_Exercises_.
1. In the post on Pennsylvania's rBGH milk labeling, copy out the passage from "The Pennsylvania Department" up to and including "a labeling ban.", word for word.
2. According to the post on Pennsylvania's rBGH milk labeling, who reviewed the labeling ban before it was rescinded?
** START OF Page text **
Friday, January 18, 2008

Victory on rBGH Labeling in Pennsylvania!

The Pennsylvania Department of Agriculture (PDA) has backed down from a controversial ban on the use of labels on milk products. The agency had issued new rules in October, set to go into effect February 1st that would have barred dairy companies or milk producers from labeling their products as from cows not treated with rBGH. PDA argued that a misleading impression might be conveyed by identifying milk as coming from cows not treated with synthetic hormones. Pennsylvania would have been the first state to implement such a labeling ban.

The ban was rescinded yesterday after a review by Pennsylvania Governor Rendell due to consumer outcry.

Though labels are once again permitted to mention that hormones were not used, the standards require a disclaimer stating that the FDA has found no difference in milk from cows injected with the synthetic hormone and milk from cows that are not injected. Such disclaimers already are printed on many dairy products. The new regulations also require dairies to maintain procedures to verify any production methods claimed on their labels, including keeping a paper audit trail. (Read "State Revises Hormone Label for Milk", The New York Times for more information)

Pennsylvania was the first state to consider putting such a labeling ban in place, but other states including Washington, Missouri, and Ohio, seem to be following suit by considering regulations similar to those which Pennsylvania abandoned today. New Jersey had until recently taken the matter under consideration but has since determined not to take action.
** END OF Page text **
** START OF Supplied information **
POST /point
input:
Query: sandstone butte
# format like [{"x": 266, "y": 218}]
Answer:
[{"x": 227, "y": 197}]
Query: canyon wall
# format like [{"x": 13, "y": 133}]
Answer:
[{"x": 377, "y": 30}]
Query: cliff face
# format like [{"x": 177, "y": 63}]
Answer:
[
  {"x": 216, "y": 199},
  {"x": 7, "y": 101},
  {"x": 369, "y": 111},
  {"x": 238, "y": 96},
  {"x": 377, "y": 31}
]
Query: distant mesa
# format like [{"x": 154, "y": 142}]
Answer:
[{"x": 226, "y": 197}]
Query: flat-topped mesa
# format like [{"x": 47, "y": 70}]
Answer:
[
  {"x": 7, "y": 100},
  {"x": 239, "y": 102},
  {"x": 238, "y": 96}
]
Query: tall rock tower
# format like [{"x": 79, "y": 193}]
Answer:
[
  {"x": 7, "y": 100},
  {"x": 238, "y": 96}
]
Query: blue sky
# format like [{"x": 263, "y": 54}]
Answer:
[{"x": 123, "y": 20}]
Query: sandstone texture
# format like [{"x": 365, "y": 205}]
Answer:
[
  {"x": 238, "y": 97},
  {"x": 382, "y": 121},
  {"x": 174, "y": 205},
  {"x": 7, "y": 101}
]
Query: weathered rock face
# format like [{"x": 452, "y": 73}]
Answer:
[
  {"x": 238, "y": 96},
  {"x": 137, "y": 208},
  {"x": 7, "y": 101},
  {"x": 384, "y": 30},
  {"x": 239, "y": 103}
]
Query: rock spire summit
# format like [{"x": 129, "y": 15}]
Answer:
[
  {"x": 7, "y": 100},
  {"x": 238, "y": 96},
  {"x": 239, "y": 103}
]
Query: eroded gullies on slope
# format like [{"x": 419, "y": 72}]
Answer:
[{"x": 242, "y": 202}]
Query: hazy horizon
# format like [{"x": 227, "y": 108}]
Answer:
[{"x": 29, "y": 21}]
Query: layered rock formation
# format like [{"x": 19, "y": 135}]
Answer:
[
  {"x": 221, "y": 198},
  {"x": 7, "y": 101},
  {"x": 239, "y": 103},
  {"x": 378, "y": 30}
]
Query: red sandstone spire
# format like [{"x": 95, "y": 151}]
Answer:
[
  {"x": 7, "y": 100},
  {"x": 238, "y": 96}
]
** END OF Supplied information **
** START OF Supplied information **
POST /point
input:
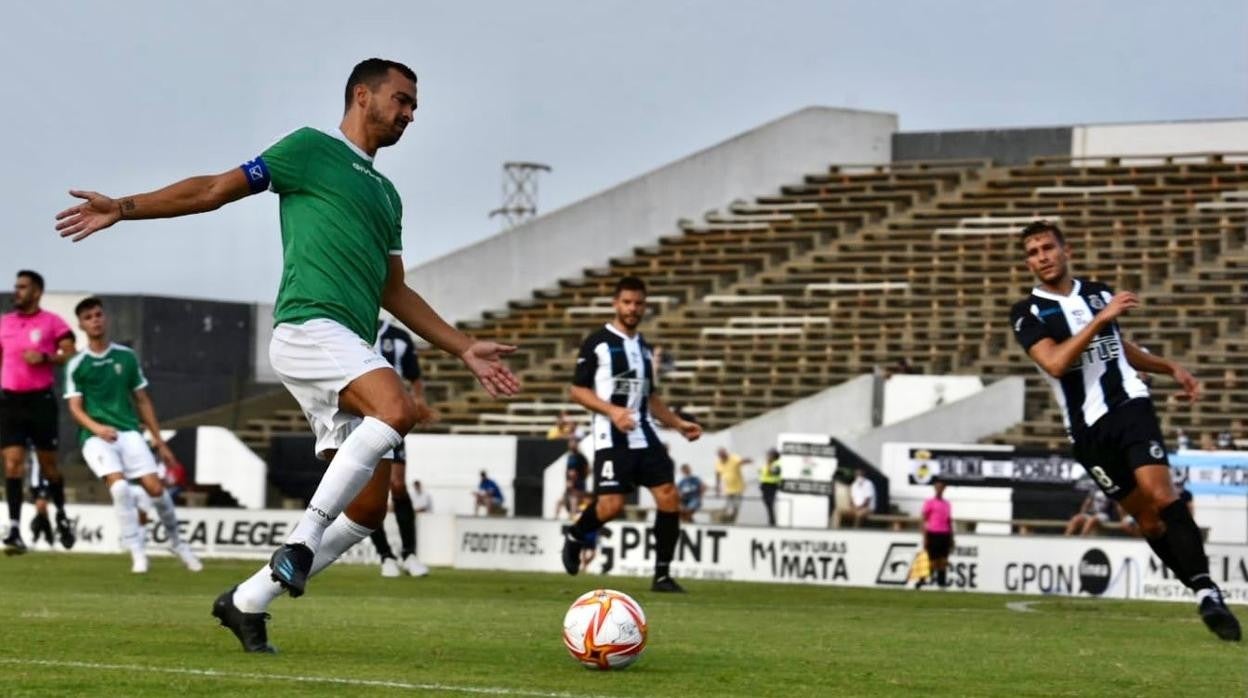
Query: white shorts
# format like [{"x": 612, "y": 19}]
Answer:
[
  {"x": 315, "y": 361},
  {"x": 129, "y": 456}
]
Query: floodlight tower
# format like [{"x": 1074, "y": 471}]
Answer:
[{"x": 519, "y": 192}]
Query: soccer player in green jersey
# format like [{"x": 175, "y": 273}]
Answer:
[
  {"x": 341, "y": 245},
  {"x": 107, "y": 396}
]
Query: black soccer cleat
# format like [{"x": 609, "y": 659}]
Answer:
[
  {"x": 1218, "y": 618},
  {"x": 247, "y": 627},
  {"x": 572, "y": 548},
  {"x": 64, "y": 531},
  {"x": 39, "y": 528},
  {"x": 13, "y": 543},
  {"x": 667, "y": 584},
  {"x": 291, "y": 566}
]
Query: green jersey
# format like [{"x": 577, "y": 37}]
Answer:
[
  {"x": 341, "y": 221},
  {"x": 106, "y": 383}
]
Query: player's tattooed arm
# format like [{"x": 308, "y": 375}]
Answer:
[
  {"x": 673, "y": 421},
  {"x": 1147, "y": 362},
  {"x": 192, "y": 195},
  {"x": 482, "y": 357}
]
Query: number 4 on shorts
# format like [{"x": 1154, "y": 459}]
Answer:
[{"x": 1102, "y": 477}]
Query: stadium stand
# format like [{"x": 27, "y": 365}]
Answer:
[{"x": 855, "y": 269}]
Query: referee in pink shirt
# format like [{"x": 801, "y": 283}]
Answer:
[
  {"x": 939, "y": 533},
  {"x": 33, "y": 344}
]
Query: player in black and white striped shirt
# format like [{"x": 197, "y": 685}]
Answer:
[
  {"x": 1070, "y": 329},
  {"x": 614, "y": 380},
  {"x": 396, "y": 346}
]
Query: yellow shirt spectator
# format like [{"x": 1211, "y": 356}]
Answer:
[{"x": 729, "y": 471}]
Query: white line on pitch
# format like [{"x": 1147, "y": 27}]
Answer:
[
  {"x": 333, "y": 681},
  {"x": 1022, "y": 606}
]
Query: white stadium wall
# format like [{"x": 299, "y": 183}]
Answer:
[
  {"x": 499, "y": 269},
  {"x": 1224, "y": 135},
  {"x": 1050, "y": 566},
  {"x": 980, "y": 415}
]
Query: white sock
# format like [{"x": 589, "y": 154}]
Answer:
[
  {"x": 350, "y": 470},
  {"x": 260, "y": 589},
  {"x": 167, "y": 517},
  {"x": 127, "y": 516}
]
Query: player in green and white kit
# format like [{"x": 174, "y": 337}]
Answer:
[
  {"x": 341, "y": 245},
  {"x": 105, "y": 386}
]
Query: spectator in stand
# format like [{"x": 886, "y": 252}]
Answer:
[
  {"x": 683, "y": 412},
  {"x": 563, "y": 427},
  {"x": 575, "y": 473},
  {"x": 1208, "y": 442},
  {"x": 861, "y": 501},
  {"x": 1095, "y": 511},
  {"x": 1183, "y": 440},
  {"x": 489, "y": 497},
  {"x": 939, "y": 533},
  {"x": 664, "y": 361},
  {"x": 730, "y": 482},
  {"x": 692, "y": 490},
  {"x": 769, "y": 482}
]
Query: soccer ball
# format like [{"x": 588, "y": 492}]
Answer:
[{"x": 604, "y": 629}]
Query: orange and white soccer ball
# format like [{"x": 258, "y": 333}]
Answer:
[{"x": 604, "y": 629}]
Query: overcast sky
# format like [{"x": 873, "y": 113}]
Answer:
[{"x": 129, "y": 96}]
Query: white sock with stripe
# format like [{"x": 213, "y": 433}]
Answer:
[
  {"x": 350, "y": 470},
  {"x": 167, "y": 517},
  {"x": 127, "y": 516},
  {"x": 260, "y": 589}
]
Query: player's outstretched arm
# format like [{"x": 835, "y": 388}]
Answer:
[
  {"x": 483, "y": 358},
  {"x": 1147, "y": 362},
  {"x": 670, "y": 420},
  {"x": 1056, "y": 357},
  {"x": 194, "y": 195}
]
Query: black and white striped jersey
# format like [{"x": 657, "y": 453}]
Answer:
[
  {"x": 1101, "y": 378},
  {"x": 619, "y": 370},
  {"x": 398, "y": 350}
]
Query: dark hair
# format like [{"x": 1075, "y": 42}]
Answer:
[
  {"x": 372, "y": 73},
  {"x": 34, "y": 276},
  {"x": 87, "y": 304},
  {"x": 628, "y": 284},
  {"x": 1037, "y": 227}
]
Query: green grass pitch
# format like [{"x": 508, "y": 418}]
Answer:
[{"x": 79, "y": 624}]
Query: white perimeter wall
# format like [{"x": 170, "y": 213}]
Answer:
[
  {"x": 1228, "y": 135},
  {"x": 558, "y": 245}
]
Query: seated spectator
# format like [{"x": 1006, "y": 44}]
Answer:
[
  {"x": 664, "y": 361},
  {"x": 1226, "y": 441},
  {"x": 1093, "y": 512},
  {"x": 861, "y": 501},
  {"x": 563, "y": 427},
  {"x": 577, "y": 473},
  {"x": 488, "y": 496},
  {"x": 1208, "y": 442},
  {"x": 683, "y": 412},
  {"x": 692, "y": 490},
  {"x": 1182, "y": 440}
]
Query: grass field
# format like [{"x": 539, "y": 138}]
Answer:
** END OF Supplied information **
** START OF Supplied information **
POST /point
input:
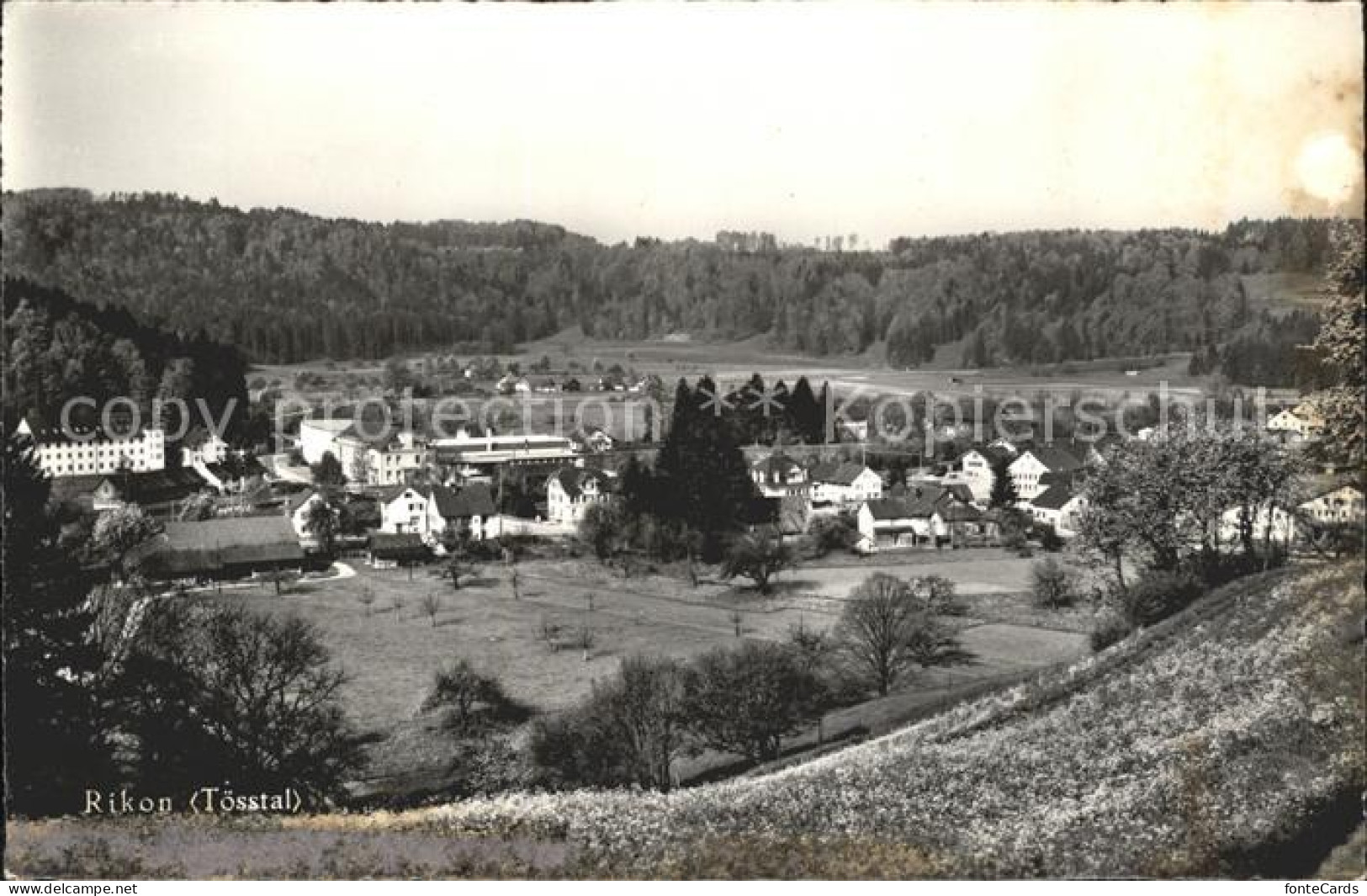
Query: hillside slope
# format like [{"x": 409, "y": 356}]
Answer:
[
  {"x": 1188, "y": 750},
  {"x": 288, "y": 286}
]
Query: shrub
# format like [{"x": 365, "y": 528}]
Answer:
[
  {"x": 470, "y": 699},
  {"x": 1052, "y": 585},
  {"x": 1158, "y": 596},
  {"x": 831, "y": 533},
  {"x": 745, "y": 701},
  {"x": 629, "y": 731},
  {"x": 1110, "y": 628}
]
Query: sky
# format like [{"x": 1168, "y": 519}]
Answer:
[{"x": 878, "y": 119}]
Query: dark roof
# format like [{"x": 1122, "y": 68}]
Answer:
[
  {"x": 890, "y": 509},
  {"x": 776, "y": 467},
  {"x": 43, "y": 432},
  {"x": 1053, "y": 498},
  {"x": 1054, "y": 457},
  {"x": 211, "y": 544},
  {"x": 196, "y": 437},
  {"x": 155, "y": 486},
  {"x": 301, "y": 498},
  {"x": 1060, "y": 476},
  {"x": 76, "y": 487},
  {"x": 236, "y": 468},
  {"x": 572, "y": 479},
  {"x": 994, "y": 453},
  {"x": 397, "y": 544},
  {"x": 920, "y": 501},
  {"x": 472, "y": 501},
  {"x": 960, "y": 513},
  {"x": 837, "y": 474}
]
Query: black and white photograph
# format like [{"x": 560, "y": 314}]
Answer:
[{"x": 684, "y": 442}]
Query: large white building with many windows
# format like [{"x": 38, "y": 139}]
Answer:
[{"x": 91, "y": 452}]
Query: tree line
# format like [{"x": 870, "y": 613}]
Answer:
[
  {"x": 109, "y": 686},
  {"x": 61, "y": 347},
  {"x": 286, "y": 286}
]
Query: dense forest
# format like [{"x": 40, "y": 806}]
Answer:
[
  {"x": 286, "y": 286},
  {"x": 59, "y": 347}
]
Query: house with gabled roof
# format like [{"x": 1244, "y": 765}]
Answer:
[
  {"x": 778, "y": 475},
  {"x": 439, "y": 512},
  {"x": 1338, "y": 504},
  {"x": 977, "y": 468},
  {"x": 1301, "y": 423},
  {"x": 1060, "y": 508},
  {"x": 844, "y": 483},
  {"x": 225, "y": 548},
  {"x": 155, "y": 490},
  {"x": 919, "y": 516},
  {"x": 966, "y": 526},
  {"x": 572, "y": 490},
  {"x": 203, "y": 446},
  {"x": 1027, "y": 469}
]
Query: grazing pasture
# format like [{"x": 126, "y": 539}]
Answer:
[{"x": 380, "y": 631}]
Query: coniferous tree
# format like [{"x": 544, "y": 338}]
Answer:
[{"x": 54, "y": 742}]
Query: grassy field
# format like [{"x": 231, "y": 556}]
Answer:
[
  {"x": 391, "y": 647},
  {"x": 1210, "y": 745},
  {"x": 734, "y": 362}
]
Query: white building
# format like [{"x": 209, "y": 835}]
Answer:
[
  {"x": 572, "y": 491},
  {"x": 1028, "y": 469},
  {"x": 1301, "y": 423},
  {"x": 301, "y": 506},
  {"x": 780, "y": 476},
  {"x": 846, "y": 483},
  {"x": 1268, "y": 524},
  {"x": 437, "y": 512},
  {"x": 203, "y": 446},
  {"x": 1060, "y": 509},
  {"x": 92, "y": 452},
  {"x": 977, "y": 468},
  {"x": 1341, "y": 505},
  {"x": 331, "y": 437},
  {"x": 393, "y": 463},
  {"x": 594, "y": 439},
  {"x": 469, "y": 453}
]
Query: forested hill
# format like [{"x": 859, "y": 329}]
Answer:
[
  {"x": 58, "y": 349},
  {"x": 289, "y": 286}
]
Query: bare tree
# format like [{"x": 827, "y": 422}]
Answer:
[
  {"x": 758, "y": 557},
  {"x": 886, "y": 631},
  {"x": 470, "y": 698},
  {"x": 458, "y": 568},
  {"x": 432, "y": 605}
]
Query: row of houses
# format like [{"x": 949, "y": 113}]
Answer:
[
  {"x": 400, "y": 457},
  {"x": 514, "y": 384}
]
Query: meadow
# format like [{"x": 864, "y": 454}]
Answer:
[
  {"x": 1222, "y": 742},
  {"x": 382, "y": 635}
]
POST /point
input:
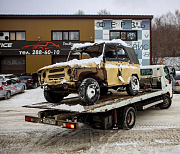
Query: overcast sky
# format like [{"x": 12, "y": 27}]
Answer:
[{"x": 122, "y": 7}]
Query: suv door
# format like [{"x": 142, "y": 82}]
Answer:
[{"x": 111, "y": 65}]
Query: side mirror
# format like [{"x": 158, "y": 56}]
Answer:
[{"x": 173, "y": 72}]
** END OF Supplied information **
_Replies_.
1.
The Pennsylvania Department of Agriculture (PDA) has backed down from a controversial ban on the use of labels on milk products. The agency had issued new rules in October, set to go into effect February 1st that would have barred dairy companies or milk producers from labeling their products as from cows not treated with rBGH. PDA argued that a misleading impression might be conveyed by identifying milk as coming from cows not treated with synthetic hormones. Pennsylvania would have been the first state to implement such a labeling ban.

2. Pennsylvania Governor Rendell reviewed the ban.